### Task brief
Show every line of the data below that contains the string "paving".

Excerpts of pointing data
---*---

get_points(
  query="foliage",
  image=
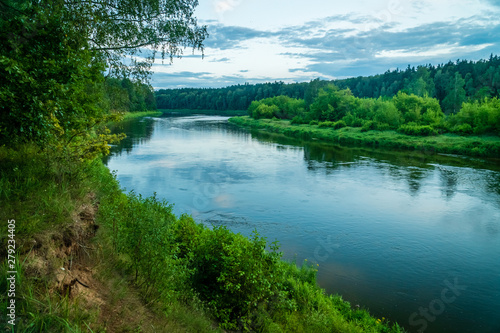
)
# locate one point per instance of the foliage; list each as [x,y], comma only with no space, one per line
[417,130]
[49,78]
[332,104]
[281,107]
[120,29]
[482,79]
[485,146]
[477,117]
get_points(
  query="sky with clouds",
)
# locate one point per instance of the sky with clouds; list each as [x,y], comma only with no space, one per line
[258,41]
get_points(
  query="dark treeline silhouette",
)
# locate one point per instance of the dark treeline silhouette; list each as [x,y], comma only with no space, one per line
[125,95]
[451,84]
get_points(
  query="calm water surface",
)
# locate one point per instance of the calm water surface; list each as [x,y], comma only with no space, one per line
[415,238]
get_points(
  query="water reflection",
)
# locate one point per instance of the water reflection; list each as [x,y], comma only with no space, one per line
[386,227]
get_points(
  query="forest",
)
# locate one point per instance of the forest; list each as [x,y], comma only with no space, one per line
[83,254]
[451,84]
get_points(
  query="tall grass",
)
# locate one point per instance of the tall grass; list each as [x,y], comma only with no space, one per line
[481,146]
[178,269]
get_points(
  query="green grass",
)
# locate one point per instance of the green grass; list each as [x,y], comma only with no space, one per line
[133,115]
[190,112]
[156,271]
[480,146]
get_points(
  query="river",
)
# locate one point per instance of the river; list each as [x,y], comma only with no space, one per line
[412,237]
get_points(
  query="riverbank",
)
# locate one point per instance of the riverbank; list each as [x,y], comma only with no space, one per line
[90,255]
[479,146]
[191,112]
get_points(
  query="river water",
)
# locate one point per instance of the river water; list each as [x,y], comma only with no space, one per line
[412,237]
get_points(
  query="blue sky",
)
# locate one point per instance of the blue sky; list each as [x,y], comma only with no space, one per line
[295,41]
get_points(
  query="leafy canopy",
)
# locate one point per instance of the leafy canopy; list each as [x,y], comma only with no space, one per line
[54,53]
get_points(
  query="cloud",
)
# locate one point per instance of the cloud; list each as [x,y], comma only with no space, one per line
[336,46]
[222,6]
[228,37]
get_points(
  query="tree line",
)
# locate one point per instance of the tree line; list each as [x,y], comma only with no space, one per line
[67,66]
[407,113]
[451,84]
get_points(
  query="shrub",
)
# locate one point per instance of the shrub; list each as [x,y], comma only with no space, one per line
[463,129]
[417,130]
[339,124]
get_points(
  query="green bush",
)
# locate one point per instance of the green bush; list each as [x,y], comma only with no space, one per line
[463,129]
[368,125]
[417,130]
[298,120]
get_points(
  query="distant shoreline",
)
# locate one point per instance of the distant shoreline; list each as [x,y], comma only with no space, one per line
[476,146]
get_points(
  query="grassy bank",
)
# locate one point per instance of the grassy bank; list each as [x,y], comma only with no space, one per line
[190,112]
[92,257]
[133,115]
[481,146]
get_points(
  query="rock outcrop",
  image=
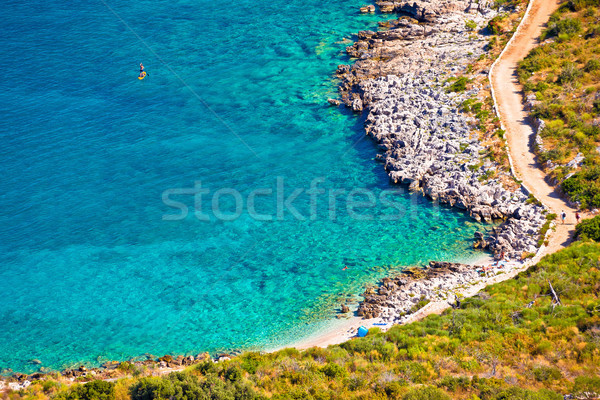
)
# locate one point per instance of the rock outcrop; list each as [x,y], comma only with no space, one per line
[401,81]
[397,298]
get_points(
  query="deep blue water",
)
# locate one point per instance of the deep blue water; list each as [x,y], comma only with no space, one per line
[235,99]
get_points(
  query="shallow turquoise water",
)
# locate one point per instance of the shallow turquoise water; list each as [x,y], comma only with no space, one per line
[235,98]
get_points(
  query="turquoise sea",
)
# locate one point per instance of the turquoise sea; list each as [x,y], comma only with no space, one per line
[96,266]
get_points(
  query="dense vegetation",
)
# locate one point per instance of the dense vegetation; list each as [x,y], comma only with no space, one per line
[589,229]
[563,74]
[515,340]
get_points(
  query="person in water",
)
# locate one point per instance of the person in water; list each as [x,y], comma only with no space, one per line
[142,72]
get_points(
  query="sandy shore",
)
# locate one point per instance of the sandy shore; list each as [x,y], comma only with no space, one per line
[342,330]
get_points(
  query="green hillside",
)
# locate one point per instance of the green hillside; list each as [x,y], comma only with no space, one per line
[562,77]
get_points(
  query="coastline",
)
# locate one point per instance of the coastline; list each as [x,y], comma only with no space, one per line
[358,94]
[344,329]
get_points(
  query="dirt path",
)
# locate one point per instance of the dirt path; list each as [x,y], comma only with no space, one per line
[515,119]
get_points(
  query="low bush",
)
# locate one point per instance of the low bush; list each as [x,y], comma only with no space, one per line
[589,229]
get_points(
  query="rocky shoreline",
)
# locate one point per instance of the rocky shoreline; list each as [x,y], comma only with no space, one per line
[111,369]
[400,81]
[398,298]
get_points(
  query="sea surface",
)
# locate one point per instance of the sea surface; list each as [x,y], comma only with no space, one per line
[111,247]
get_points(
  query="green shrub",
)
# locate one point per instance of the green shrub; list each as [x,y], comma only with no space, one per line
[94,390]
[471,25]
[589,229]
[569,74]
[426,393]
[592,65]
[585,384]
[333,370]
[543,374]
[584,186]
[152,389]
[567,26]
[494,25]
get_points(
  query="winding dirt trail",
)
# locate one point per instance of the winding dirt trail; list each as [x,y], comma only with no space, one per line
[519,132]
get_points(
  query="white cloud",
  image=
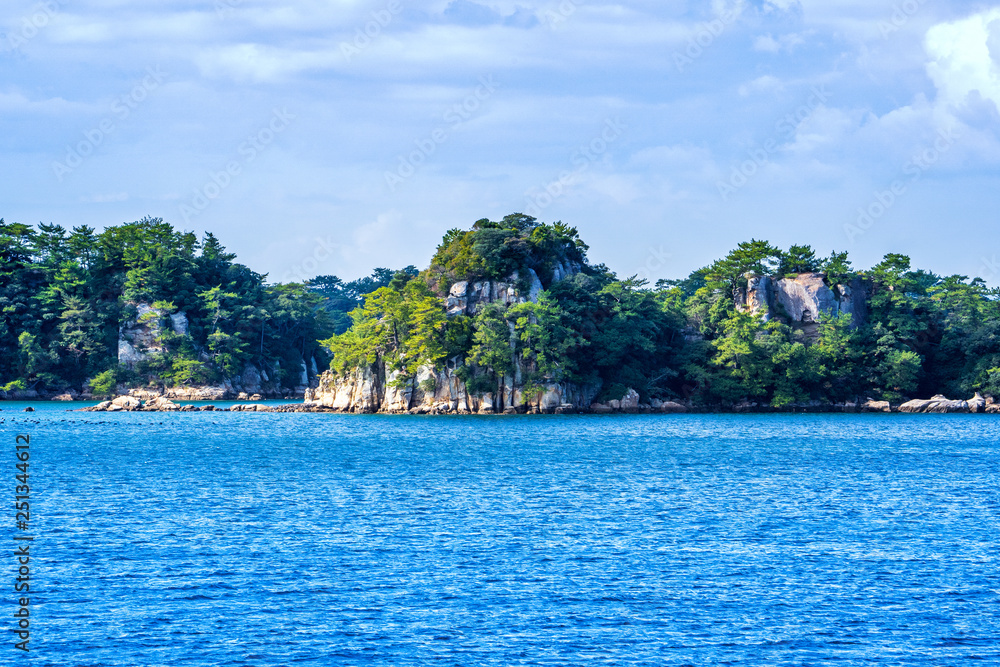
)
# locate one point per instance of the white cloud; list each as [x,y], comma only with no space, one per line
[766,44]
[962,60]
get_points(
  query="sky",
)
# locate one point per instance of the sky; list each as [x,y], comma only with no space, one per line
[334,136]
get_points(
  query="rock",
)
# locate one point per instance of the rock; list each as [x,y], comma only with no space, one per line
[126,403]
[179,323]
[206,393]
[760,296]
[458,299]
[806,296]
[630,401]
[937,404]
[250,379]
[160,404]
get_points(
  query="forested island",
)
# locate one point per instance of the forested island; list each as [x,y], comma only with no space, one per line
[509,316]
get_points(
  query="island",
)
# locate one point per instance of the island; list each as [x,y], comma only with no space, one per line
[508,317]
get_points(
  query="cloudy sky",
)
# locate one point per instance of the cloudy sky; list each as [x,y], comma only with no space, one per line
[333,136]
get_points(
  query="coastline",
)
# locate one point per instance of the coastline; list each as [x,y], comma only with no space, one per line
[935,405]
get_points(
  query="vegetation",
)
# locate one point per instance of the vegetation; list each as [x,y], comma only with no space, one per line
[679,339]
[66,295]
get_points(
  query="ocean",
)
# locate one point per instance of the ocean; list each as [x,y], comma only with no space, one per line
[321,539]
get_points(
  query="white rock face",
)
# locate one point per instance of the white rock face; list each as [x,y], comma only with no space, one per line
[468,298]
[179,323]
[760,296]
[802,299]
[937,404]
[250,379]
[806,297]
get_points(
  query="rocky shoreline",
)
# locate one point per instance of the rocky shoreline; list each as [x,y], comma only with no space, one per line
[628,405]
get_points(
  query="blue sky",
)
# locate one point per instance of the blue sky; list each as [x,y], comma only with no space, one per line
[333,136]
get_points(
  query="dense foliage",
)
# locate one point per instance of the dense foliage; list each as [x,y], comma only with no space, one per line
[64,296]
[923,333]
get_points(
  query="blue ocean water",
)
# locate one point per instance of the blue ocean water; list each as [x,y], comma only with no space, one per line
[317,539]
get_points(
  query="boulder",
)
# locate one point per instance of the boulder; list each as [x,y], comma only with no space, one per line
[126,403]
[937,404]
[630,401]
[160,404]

---*---

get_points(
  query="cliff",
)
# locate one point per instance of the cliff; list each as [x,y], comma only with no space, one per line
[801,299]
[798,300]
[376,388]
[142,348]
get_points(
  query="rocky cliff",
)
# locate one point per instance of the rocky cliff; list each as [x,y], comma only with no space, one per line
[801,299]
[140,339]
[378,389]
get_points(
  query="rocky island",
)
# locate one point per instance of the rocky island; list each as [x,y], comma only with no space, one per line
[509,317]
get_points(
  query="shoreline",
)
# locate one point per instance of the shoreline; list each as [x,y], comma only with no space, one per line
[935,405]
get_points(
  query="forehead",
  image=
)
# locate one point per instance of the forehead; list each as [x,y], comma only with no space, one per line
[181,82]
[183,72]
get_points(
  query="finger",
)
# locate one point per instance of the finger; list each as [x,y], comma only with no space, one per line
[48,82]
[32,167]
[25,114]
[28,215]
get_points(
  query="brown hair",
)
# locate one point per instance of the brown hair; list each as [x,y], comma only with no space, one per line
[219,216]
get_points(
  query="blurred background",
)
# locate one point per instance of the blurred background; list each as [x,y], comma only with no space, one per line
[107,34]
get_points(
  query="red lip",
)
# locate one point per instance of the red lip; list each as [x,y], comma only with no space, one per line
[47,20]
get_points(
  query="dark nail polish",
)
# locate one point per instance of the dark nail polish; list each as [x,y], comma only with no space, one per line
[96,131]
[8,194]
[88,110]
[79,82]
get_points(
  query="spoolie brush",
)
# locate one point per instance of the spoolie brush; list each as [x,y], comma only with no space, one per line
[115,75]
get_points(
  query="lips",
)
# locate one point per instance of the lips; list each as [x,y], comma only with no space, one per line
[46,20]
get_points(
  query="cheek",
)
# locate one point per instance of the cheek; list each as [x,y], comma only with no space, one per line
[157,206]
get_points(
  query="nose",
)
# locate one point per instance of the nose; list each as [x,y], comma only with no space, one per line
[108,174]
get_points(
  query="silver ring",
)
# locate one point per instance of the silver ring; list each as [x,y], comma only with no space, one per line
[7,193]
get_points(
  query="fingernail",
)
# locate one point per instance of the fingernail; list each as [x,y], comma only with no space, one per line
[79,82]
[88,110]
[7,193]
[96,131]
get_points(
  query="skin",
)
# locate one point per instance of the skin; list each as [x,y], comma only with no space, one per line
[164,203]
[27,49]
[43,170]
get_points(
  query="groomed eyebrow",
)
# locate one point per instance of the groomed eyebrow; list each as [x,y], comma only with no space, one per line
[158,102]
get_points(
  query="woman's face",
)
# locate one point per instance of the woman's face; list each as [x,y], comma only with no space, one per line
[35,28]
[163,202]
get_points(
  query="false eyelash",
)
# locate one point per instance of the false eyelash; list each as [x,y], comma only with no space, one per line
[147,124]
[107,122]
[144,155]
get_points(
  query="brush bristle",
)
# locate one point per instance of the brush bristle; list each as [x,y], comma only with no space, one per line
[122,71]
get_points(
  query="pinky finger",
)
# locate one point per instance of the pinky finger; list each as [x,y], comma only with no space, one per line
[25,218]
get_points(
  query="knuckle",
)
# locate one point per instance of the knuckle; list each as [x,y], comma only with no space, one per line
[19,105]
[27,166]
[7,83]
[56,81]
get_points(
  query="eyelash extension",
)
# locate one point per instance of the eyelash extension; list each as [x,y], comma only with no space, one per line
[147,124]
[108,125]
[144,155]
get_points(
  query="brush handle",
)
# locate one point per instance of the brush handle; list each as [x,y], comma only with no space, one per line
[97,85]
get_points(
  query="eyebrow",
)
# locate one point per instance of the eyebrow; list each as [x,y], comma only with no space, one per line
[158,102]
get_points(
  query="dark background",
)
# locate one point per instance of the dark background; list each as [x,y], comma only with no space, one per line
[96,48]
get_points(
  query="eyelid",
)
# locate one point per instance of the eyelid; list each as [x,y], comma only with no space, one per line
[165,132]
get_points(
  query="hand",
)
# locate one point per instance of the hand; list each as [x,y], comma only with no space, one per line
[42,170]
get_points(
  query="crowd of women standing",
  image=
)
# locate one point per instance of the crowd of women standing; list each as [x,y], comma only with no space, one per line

---*---

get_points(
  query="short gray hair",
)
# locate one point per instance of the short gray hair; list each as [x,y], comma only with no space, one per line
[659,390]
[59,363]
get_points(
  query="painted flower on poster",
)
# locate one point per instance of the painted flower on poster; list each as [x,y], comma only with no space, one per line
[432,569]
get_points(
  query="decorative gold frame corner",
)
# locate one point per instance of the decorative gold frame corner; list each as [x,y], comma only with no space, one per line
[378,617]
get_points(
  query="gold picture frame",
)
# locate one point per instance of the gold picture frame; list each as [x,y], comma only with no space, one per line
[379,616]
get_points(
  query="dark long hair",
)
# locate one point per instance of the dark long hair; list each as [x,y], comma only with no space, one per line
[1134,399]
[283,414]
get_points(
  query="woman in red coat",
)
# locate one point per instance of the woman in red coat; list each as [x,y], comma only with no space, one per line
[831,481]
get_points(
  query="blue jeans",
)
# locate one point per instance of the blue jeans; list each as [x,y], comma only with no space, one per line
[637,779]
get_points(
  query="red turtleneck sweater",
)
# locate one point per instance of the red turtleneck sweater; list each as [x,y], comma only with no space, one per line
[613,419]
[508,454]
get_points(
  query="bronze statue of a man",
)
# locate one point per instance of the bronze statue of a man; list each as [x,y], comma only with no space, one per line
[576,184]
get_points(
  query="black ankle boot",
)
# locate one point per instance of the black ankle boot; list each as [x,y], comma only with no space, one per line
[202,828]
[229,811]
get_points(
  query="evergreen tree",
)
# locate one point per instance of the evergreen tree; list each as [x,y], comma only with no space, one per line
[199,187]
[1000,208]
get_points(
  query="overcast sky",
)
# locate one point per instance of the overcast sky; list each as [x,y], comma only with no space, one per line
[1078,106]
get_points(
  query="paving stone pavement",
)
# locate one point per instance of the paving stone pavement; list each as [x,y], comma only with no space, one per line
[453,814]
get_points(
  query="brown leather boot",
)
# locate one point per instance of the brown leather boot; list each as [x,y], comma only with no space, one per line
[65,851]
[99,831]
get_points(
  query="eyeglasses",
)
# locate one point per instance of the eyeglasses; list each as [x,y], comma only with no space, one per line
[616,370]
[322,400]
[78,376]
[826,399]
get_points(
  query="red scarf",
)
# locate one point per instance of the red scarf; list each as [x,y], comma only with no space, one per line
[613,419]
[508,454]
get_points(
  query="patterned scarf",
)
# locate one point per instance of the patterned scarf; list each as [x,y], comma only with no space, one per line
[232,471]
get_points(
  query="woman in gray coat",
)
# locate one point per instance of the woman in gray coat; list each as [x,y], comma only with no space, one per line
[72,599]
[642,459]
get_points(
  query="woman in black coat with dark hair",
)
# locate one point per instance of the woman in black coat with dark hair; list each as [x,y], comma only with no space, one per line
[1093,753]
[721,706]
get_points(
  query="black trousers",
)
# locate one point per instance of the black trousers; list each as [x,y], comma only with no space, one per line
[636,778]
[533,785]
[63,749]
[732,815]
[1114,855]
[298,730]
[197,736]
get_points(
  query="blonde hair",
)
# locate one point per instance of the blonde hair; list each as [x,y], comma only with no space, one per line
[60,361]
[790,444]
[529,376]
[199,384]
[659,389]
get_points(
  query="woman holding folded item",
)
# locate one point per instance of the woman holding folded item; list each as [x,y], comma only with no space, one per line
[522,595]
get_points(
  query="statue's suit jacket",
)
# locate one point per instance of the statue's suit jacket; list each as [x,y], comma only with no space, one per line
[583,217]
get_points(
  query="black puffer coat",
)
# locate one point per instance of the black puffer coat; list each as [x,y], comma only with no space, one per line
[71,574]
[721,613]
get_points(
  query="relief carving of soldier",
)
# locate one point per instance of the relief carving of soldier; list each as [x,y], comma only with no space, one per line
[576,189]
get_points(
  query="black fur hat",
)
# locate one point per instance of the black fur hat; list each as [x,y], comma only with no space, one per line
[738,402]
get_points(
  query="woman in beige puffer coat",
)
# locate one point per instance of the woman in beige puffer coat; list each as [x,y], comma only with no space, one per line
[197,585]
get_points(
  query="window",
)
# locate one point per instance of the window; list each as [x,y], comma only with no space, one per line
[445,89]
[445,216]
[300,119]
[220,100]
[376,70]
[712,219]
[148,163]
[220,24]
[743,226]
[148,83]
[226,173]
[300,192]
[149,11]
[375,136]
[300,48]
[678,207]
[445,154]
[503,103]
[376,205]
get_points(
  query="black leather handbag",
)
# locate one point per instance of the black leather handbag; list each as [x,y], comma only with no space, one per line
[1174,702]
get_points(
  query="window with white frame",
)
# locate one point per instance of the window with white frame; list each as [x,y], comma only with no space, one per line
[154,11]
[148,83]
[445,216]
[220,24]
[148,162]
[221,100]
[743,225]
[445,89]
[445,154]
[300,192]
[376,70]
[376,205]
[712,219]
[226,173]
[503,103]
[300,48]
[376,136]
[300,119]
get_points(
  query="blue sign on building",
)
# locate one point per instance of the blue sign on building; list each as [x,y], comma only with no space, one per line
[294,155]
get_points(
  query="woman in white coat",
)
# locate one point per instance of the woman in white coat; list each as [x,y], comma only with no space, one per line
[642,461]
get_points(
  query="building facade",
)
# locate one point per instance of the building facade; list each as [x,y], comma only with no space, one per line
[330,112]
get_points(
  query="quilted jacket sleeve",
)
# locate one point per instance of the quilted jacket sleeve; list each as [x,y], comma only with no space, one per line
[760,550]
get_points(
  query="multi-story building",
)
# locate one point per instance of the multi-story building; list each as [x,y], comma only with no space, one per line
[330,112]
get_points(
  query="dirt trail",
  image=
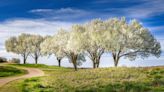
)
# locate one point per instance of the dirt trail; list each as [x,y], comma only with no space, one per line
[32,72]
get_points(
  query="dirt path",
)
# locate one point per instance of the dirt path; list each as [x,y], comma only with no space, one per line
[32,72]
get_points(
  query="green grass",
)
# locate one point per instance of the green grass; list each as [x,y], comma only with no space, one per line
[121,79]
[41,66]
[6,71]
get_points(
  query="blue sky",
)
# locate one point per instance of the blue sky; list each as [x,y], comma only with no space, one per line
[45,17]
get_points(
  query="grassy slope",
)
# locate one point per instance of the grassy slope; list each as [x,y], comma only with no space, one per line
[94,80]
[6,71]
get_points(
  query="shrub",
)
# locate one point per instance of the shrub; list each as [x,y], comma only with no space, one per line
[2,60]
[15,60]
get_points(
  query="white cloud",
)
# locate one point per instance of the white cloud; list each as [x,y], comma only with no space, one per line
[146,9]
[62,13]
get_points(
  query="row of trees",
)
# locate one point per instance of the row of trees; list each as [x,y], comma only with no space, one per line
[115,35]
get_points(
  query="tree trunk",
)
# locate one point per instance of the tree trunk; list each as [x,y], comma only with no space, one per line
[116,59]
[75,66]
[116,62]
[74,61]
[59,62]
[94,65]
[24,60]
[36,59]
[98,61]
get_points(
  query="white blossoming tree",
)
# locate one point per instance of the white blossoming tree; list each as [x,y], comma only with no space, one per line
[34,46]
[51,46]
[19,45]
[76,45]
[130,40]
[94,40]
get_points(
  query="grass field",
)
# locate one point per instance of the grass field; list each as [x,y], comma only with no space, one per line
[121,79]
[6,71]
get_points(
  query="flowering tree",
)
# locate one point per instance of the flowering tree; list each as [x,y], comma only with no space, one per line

---*---

### Written reply
  query="paving stone pavement",
# locate one point per instance of the paving stone pavement; list each as [x,y], comma only with no space, one per line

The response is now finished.